Excerpted data

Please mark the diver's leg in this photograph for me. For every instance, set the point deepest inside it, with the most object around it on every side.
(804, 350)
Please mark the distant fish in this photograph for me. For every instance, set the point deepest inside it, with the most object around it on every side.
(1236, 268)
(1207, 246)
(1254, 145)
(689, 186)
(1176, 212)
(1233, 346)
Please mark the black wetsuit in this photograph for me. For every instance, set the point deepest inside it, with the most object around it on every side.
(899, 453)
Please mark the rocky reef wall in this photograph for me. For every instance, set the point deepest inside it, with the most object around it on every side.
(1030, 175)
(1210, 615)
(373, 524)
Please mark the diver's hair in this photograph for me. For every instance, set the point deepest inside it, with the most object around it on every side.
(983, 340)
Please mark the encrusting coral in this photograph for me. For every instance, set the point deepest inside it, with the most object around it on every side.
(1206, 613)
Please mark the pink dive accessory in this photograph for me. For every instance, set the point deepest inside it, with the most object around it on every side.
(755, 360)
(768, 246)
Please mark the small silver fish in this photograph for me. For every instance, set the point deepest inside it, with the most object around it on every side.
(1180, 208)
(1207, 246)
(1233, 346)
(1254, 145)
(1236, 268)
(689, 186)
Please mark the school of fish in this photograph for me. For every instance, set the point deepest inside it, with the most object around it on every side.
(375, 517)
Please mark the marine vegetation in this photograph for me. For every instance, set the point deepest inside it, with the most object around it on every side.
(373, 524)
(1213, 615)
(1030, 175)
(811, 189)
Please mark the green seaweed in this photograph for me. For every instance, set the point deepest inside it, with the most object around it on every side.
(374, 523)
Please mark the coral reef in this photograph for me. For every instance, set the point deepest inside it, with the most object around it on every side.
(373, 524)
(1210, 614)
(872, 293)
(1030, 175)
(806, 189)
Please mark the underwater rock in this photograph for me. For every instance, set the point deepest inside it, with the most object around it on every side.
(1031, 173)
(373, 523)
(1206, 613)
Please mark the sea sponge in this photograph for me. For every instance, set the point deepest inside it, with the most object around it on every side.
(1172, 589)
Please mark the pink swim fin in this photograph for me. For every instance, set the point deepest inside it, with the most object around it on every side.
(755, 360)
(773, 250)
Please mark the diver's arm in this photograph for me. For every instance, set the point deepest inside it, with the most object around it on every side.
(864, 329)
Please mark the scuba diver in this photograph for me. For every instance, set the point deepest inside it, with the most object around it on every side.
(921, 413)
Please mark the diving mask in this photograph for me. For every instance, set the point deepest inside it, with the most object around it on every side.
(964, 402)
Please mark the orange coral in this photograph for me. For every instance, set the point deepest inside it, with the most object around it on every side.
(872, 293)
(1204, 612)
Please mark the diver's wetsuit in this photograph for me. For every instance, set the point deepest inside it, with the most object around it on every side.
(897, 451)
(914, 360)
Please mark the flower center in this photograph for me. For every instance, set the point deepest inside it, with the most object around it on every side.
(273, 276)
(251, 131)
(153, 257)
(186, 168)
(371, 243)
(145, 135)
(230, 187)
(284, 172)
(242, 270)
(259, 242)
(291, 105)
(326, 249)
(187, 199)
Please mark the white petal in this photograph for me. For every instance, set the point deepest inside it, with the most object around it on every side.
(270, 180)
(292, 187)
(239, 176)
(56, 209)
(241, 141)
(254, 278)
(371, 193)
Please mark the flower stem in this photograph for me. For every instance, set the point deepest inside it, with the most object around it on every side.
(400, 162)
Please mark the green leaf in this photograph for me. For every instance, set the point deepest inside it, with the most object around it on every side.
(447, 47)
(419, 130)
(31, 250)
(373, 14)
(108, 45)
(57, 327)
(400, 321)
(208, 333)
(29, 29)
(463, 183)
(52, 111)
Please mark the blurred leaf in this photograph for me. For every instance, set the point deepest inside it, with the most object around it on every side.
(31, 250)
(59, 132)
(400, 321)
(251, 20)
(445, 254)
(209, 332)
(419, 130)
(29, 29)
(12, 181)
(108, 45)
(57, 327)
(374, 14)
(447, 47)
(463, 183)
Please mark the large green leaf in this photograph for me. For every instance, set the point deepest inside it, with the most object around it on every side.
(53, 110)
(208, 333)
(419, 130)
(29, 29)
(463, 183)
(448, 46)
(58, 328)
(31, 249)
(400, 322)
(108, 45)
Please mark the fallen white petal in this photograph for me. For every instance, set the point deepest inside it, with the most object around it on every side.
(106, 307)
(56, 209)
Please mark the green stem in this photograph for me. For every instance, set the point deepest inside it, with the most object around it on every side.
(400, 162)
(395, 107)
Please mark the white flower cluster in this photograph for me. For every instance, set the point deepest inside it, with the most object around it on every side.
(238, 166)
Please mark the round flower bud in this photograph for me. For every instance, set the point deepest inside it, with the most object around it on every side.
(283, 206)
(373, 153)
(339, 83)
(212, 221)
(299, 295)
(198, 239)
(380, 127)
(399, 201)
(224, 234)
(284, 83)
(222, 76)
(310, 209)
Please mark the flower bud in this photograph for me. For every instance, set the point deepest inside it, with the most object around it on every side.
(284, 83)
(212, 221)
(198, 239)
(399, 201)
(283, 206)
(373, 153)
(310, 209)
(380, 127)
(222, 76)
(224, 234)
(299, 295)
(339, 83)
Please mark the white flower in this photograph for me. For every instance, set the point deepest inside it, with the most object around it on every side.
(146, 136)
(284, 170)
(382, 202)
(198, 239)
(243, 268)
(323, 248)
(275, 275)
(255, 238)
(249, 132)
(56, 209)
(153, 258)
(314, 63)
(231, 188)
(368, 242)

---

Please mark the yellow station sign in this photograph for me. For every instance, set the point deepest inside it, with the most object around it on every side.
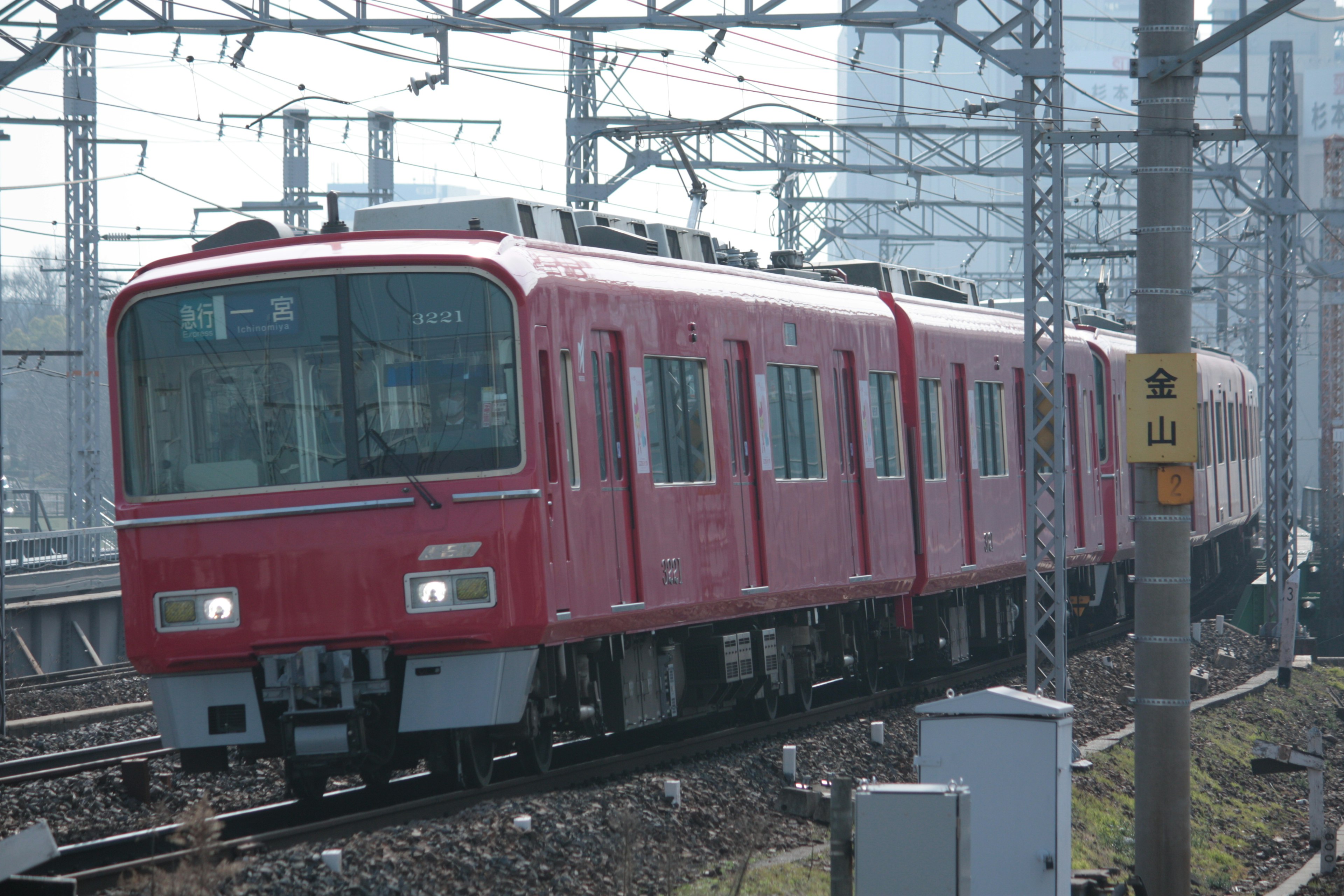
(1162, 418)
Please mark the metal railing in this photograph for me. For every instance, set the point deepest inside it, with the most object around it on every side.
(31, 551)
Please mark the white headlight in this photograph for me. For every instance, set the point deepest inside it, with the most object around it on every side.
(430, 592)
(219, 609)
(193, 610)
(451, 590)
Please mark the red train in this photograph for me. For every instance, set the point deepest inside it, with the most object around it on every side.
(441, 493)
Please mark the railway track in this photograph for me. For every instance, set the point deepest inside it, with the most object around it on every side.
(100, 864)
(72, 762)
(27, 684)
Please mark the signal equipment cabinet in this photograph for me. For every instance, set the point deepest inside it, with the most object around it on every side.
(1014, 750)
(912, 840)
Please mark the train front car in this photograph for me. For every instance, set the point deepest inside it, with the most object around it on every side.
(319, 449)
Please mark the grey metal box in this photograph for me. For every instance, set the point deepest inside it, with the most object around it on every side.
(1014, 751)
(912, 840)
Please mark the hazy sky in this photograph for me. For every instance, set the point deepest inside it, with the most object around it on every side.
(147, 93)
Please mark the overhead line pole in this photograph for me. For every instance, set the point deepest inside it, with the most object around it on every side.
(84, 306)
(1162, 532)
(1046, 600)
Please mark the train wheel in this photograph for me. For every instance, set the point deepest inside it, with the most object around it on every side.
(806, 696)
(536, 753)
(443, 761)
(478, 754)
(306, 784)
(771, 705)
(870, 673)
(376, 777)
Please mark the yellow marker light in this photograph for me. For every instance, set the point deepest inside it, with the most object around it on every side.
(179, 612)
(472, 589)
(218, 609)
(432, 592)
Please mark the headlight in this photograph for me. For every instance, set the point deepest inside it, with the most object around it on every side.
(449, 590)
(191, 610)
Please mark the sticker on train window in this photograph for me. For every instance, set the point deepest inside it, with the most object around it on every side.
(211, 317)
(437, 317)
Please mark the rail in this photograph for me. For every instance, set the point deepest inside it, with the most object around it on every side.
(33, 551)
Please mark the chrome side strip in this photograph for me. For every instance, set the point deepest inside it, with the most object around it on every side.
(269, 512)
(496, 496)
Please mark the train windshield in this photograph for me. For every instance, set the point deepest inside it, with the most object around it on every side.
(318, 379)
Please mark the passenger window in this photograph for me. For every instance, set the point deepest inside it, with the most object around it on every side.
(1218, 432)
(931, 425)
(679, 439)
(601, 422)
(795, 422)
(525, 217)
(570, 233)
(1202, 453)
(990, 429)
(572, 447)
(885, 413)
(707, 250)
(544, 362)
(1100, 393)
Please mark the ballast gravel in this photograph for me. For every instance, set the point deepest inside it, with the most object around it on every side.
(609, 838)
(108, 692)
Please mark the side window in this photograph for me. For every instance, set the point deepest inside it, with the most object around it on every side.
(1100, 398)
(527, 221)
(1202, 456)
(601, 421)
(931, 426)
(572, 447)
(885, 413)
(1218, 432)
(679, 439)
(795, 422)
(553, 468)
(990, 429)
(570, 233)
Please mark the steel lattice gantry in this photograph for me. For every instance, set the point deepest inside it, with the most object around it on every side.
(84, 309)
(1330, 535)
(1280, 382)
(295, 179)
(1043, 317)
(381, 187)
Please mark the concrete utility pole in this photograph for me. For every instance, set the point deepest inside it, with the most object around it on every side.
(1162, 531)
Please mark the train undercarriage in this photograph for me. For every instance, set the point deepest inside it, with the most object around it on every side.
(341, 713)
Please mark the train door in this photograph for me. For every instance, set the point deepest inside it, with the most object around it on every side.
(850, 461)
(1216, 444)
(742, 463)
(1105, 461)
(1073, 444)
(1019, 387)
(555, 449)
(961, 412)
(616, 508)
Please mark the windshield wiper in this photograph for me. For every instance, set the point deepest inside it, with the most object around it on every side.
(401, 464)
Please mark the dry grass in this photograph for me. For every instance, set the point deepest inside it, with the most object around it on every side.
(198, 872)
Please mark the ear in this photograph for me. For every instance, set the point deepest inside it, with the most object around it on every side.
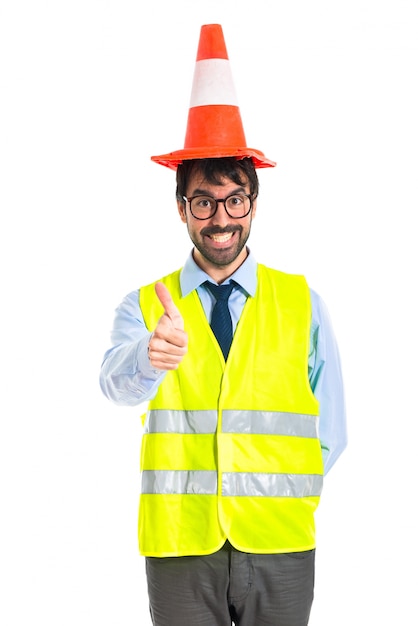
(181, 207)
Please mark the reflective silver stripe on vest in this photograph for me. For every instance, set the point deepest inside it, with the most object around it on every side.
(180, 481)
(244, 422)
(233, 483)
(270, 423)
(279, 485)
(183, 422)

Given exercise
Pick out every line of the entries above that contains the string "stem", copying each such line in full. Matching is case-sensitive.

Exercise output
Please mark the flower stem in this photograph for me. For every instance, set the point deepest inside it, with the most object around it on every side.
Please mark the green stem in this photograph for me. For every instance, set the point deepest inside it, with the most object around it on every side.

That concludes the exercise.